**WHAT IS NEEDED**
From the line containing "surface on this photo." to the end of the listing, write out every line exactly; leave out everything else.

Collected data entries
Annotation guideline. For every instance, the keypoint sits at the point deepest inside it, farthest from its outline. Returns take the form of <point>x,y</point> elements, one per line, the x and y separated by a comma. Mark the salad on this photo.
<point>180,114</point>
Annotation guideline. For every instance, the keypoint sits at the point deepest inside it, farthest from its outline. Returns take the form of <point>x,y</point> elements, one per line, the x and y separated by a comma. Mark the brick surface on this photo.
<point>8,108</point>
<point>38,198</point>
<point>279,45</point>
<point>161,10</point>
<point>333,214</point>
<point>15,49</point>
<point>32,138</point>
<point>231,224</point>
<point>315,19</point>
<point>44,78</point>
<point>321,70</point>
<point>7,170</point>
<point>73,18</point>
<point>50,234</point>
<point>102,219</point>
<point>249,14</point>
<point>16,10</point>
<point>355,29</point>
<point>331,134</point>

**THE RESPONSE**
Annotation guideline. For every instance, the keypoint sits at the point deepest inside it, farthest from its outline. Returns take the form of <point>x,y</point> elements, one per line, the x and y separated by a comma. Mark the brick surface on this photo.
<point>8,108</point>
<point>38,198</point>
<point>279,45</point>
<point>161,10</point>
<point>333,214</point>
<point>15,49</point>
<point>32,138</point>
<point>231,224</point>
<point>315,19</point>
<point>44,78</point>
<point>321,70</point>
<point>7,170</point>
<point>73,18</point>
<point>50,234</point>
<point>102,219</point>
<point>249,14</point>
<point>16,10</point>
<point>355,29</point>
<point>331,134</point>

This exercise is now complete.